> Görevler ve alıştırmalar:
(a) Kayıtlarda hangi satırlar "platform" sözcüğünü içeriyor? Büyük-küçük harf ayrımını gözeterek bu satırları ayıklayıp kopyalayın.
(b) Tarım Bağ-Kur sigortalılığına ilişkin Yargıtay kararı, gösterilen son cümleden sonra nasıl devam eder? Metni oradan sürdürün.

> Kaynak metin:

- - -

Abaküs Yazılım
10. Hukuk Dairesi
Esas No: 2018/3209
Karar No: 2018/6320
Karar Tarihi: 03.07.2018

Yargıtay 10. Hukuk Dairesi 2018/3209 Esas 2018/6320 Karar Sayılı İlamı

10. Hukuk Dairesi         2018/3209 E.  ,  2018/6320 K.

    "İçtihat Metni"

    Mahkemesi :İş Mahkemesi


    Dava, ürün teslimi nedeniyle 2001 yılında yapıldığı anlaşılan tevkifatın aidiyeti ve Tarım Bağ-Kur sigortalılığının tespiti istemine ilişkindir.
    Mahkemece, bozmaya uyularak, ilâmında belirtildiği şekilde, davanın kısmen kabulüne karar verilmiştir.
    Hükmün, davalı Kurum vekili tarafından temyiz edilmesi üzerine, temyiz isteklerinin süresinde olduğu anlaşıldıktan ve Tetkik Hâkimi ... tarafından düzenlenen raporla dosyadaki kâğıtlar okunduktan sonra, işin gereği düşünüldü ve aşağıdaki karar tespit edildi.

- - -

> Gösterilen kayıtlar:
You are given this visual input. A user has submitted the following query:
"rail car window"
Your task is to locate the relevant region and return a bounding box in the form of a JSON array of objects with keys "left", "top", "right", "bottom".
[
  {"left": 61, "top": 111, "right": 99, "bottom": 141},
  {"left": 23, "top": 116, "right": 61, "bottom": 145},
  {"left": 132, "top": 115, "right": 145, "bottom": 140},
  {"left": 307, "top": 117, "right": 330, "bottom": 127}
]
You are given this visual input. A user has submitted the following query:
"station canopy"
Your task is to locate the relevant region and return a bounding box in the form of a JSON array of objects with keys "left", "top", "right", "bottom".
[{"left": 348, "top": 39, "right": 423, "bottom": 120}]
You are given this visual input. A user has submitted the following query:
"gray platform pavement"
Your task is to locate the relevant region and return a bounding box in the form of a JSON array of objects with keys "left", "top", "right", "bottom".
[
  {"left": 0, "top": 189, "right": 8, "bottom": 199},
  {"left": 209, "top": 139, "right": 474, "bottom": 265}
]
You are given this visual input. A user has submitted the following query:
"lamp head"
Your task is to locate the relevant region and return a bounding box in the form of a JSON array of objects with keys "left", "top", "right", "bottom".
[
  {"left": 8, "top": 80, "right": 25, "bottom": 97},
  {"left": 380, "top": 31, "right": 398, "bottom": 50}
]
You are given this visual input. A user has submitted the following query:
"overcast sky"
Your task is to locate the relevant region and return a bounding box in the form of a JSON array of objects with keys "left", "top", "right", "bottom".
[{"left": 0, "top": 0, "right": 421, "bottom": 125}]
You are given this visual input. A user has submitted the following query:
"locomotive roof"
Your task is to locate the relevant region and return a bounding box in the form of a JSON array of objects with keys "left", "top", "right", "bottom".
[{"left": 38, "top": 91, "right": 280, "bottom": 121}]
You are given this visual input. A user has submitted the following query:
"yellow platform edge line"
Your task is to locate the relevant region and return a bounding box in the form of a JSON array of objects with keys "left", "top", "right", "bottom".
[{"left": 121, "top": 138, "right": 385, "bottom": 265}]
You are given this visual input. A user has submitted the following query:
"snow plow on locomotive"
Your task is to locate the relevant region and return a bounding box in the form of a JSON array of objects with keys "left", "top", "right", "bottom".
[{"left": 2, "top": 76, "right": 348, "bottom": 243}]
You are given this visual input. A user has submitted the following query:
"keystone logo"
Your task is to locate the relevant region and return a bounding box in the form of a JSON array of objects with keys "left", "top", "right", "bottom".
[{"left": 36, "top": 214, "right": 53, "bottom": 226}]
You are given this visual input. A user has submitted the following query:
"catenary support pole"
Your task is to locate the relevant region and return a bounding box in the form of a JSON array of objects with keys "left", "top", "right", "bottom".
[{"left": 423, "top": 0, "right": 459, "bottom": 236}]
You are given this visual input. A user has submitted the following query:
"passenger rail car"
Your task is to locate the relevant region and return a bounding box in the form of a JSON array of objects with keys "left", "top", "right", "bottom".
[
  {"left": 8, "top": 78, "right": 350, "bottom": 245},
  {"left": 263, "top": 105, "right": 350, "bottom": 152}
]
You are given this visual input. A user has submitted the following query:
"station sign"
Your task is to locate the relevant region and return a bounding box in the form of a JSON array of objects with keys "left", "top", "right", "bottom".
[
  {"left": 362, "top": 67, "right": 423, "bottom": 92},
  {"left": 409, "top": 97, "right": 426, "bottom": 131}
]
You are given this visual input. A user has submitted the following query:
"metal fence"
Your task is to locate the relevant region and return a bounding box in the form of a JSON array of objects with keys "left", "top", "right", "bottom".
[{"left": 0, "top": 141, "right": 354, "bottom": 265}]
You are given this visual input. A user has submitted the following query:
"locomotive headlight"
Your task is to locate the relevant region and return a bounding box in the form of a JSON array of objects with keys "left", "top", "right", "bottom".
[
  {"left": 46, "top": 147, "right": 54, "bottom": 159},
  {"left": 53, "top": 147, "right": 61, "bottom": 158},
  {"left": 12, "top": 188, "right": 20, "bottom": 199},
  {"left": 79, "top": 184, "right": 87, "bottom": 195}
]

- - -

> Yanıtlar:
(a)
"gray platform pavement"
"yellow platform edge line"

(b)
    Eldeki davada mahkemece verilen 04.07.2014 tarihli karar Dairemizin 25.01.2016 günlü ve 2014/21010 E. - 2016/671 K. sayılı İlamı ile özetle,“ Davacının kendisine ait olduğunu iddia ettiği tevkifatın aidiyeti ile 2001 yılından sonraki yıllar bakımından mahkemece yapılan araştırmanın eksik olduğu belirtilmiş bu kapsamda, mahkemece aynı çevrede olduğu Kurumca belirtilen bu kişilerin de 2926 sayılı Yasa kapsamında davalı kurum nezdinde sigortalılık dosyalarının bulunup bulunmadığı, varsa sigortalılık sürelerinin belirlenmesi esnasında davaya konu 2001 tarihli tevkifatın dikkate alınıp alınmadığının belirlenmesi, şayet dikkate alınmış ise diğer sigortalıların da hak alanını ilgilendireceğinden davaya dâhil edilmeleri gerekli olup, davacının ve diğer adı geçenlerin makbuzun düzenlendiği tarihte nerede oturduğuna dair adres araştırması ve seçim kayıtları da dâhil tüm deliller toplandıktan sonra hâsıl olacak neticeye göre karar verilmesi ile özellikle sorulacak nüfus müdürlüklerinin belirlenmesinde, müstahsil makbuzunda ve tevkifat bildirim listesinde geçen yer isimlerinin dikkate alınması” gereklerine işaret edilerek bozulmuş, bozmaya uyularak mahkemece yazılı şekilde karar verilmiş olduğu anlaşılmaktadır.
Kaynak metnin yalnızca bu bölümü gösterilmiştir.